◆ **Exercise requirements**:
Each record that follows is to be duplicated exactly, though its pictures are not.

◆ **Provided information**:

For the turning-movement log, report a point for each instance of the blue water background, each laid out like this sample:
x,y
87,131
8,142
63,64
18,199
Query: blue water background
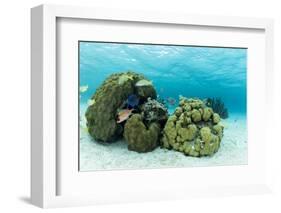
x,y
175,70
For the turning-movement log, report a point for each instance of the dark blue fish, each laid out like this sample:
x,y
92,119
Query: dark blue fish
x,y
132,101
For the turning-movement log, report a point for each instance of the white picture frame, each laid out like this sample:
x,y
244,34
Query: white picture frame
x,y
44,150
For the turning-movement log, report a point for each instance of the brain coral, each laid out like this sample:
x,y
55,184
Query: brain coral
x,y
114,91
193,129
141,138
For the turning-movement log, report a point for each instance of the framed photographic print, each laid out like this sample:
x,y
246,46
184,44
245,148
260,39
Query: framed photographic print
x,y
148,105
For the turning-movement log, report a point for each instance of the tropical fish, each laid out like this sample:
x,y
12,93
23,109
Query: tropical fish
x,y
143,82
123,78
123,115
171,101
132,100
84,88
91,102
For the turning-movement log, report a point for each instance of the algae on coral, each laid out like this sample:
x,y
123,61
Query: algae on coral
x,y
139,137
194,129
114,91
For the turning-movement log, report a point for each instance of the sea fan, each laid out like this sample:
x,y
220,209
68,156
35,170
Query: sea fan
x,y
218,106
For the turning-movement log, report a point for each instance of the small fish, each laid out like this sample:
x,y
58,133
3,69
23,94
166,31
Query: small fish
x,y
132,100
143,82
84,88
124,115
91,102
125,77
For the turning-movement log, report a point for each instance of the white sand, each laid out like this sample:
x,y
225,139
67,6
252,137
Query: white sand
x,y
96,156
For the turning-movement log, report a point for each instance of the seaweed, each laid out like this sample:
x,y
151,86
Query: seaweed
x,y
218,106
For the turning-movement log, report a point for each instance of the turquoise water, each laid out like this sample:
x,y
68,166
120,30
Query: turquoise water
x,y
175,70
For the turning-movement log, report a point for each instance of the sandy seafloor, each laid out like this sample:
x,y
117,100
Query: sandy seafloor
x,y
97,156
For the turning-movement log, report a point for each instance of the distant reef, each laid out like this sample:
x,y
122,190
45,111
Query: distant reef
x,y
125,106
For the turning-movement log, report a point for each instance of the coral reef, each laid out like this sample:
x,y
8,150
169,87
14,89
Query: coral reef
x,y
193,129
153,111
141,138
218,106
114,91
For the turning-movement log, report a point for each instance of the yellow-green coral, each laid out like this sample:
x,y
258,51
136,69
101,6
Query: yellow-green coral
x,y
139,137
193,129
189,133
207,113
196,115
216,118
102,110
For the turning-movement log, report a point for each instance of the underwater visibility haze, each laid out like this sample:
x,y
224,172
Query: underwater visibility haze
x,y
186,103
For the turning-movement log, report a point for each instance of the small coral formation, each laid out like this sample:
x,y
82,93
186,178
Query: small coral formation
x,y
153,111
141,138
105,103
193,129
218,106
125,105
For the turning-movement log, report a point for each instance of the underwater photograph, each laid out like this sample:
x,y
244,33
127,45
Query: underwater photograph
x,y
149,106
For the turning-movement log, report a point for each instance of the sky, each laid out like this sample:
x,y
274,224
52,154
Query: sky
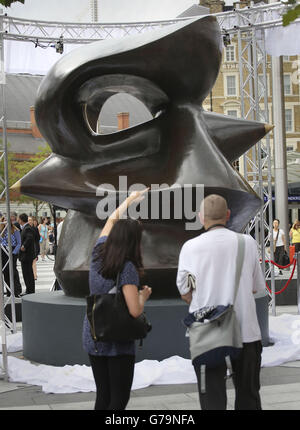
x,y
108,10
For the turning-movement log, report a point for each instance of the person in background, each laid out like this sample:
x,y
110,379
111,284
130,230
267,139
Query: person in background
x,y
295,235
14,220
279,243
27,253
59,228
16,245
33,224
117,251
43,231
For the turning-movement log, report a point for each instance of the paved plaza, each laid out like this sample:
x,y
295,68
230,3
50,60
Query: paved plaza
x,y
280,386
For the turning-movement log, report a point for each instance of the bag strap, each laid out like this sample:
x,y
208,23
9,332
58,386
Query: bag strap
x,y
239,262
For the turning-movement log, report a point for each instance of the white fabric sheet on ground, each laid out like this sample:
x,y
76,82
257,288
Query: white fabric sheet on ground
x,y
284,331
14,342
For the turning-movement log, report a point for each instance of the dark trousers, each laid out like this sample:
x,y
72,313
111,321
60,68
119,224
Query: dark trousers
x,y
28,276
113,377
245,378
297,246
17,283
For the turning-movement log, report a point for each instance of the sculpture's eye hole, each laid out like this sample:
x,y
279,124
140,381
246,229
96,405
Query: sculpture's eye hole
x,y
104,98
119,112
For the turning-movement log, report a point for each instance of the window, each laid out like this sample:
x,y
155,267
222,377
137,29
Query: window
x,y
231,85
232,113
287,84
288,120
230,53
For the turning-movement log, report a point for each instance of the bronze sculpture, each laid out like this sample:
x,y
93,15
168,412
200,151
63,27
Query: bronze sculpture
x,y
171,71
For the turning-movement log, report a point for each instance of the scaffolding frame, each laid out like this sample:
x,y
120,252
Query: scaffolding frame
x,y
248,24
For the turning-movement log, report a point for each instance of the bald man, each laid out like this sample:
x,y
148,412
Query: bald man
x,y
211,258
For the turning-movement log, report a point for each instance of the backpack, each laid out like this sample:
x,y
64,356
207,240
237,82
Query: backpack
x,y
214,332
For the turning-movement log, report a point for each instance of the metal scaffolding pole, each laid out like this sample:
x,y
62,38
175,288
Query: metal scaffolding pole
x,y
279,146
254,106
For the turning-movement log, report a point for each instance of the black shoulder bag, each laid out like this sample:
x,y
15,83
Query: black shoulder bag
x,y
110,320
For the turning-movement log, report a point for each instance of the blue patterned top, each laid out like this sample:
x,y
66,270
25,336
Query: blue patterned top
x,y
100,285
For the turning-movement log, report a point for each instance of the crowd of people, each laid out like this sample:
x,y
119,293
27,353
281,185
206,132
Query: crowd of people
x,y
31,239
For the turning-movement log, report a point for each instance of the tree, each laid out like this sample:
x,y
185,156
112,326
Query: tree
x,y
18,169
293,12
7,3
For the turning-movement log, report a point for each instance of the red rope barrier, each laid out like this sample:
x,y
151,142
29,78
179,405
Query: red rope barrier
x,y
280,267
289,280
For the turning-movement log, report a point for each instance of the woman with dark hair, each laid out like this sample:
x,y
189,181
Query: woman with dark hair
x,y
117,251
16,245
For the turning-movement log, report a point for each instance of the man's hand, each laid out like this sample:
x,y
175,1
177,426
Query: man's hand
x,y
187,297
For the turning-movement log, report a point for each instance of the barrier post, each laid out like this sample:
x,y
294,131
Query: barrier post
x,y
297,256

◆ **Response below**:
For the turning-movement log, report a point for each instance of the blue water background, each laid out like this sample:
x,y
87,131
8,142
63,64
18,199
Query: blue water background
x,y
175,70
For the turning-movement log, report a point for each instance of the dark blue fish, each laid out like this sample:
x,y
92,119
Query: dark blue fish
x,y
132,101
For the turning-movement log, report a point for each instance of the white picture frame, each laid out like this sample:
x,y
244,34
Query: white picture frame
x,y
44,150
For the turning-movement log, report a point for each instance of the brain coral, each laid out like this sample:
x,y
55,184
Query: brain coral
x,y
114,91
193,129
141,138
For the turning-movement log, report a point for each instance of the framed photographic print, each laid out like this sample:
x,y
246,46
184,44
245,148
260,39
Query: framed photographic print
x,y
148,105
For the turning-movement log, report a point for each instance of the tropical fish, each laid out like this sample:
x,y
12,93
23,109
Query: tropical fish
x,y
143,82
123,78
123,115
171,101
132,100
84,88
91,102
For the turning-movement log, report a point for each instance of the algae on coral, each laid out like this sample:
x,y
123,61
Query: algae on coral
x,y
139,137
194,129
114,91
For the turning-movement log, report a point for each instance of the sea fan, each laid out like this sample:
x,y
220,209
68,156
35,170
Query: sea fan
x,y
218,106
For the turning-movement log, report a point for each instance of the small fish, each laid out like this sample:
x,y
58,133
3,69
23,94
166,31
Query: small fish
x,y
132,100
143,82
84,88
124,115
91,102
125,77
For the turning-movement log, report a point for each instance of the white sand, each laid out like this sample:
x,y
225,139
67,6
252,137
Query: white sand
x,y
96,156
For the turning-movement log, report a point for each instance of the seaweed, each laid out like this sample:
x,y
151,86
Query: seaweed
x,y
218,106
For the turning-movement log, report a point for each instance of the turquoise water, each laid out like this sample:
x,y
68,166
120,30
Query: turquoise water
x,y
175,70
For the turning-movement log, report a point for each instance of the sandy seafloor, each laid out like this sample:
x,y
117,100
Query: sandy seafloor
x,y
97,156
For the turning-movement log, report a point for each instance of the distant reef, each laid out like this sample:
x,y
122,190
45,111
Query: distant reef
x,y
125,106
For the turning-movement log, report a point for each instance of the coral reef, each laid out like this sample:
x,y
8,150
169,87
14,89
Query: coral reef
x,y
193,129
153,111
141,138
218,106
114,91
For the turning-movement log, report a point for each instance of the yellow-green coral, each laid out like this sample:
x,y
258,51
136,69
101,6
Query: yellow-green coral
x,y
139,137
193,129
189,133
207,113
196,115
216,118
102,110
For the turning-movement log, report a point for each instance of the underwater visibility haze, each laid out like this sample:
x,y
224,172
Query: underwater visibility haze
x,y
186,103
For the turning-movement log, report a point for each instance of the small coral formation, each laid out like this sample:
x,y
82,93
186,178
Query: small coral formation
x,y
153,111
141,138
105,103
193,129
218,106
125,105
For the turning-movement log, report a point for each instance of the underwater photograph, each laid out like this sample:
x,y
244,33
127,45
Query: underwater photograph
x,y
149,106
For the turning-movement log, report a point for each instance of the sky, each laid out like this sample:
x,y
274,224
52,154
Query: sky
x,y
108,10
For the turning-movement log, report a point for each instance of the person in background, each laid out like this sample:
x,y
110,379
111,284
130,230
267,139
Query: person in background
x,y
295,235
14,220
279,243
27,253
59,228
16,245
33,224
117,251
43,231
For the turning-movement log, report a point for each instance of the paved plaza, each laid out like this sample:
x,y
295,68
230,3
50,60
Query: paved plaza
x,y
280,386
For the turning-movement log, report a point for each instance of the bag strap, each laid out like this sample:
x,y
208,23
9,332
58,386
Query: bag strap
x,y
239,262
For the turning-movement log, report a point for each instance of the white fabric sheet on ground, each laid out like this sample:
x,y
76,82
257,288
Query: white fabric sheet on ground
x,y
284,331
14,342
For the turning-movement log, report a point for each instance of the dark trousers, each laid out like this sample:
x,y
72,313
111,321
60,68
119,224
Query: dark trousers
x,y
28,276
113,377
245,378
297,246
17,283
For the turning-movement log, report a point for each instance of the sculpture's eye hole, each laid out like this sample:
x,y
279,124
140,381
246,229
96,405
Query: sculpture's eye hole
x,y
104,98
119,112
For the turning-movement log, report a point for each instance of the window, each laid out like this sample:
x,y
155,267
222,377
137,29
Query: window
x,y
231,85
232,113
287,84
288,120
230,53
For the turning-movement log, report a point for each instance of the bronze sculpture, each laid out like this sample:
x,y
93,15
168,412
200,151
63,27
Query: bronze sculpture
x,y
171,71
For the turning-movement log, report a point for each instance of the scaffolding frame, each laid out like this sample:
x,y
120,252
Query: scaffolding frame
x,y
248,24
For the turning-movement log, report a point for each instance of the bald man, each laid out like this sample:
x,y
148,412
Query: bald man
x,y
211,258
For the turning-movement log, report a point for each instance of the backpack, each laid out like this sample:
x,y
64,356
207,240
237,82
Query: backpack
x,y
214,332
For the turning-movement log, report a point for each instance of the metal scaffolding pole, each laid out like this sample:
x,y
62,38
175,288
Query: metal scaffolding pole
x,y
279,146
254,106
For the turning-movement log, report a point for each instance of the black shoulder bag, each laid out like this sample:
x,y
15,83
Query: black shoulder bag
x,y
110,320
For the turning-movement log, report a point for each instance of the blue patterned top, each laid out like this sample:
x,y
66,270
25,336
Query: blue patterned top
x,y
100,285
For the turning-movement log, report a point for each instance of the crowd of people, each laid out like this sample:
x,y
119,293
27,353
281,185
206,132
Query: crowd of people
x,y
31,239
For the turning-movement log, report a point for each instance of the tree, each laid out like this sample:
x,y
185,156
112,326
Query: tree
x,y
18,169
293,12
7,3
For the turning-movement log, report a point for each instance of the red rope barrier, each laid out like this sample:
x,y
151,142
29,78
179,405
Query: red rope barrier
x,y
280,267
289,280
For the turning-movement log, report a point for each instance of the woman with dark hair, each laid out like this sample:
x,y
189,181
Query: woman with dark hair
x,y
117,251
16,245
For the turning-movement log, report a point for each instance of the man's hand, each laid out like this sample:
x,y
175,1
177,426
Query: man's hand
x,y
187,297
For the turning-movement log, report a point for each instance of the barrier post, each laid out like this sample:
x,y
294,131
Query: barrier post
x,y
297,256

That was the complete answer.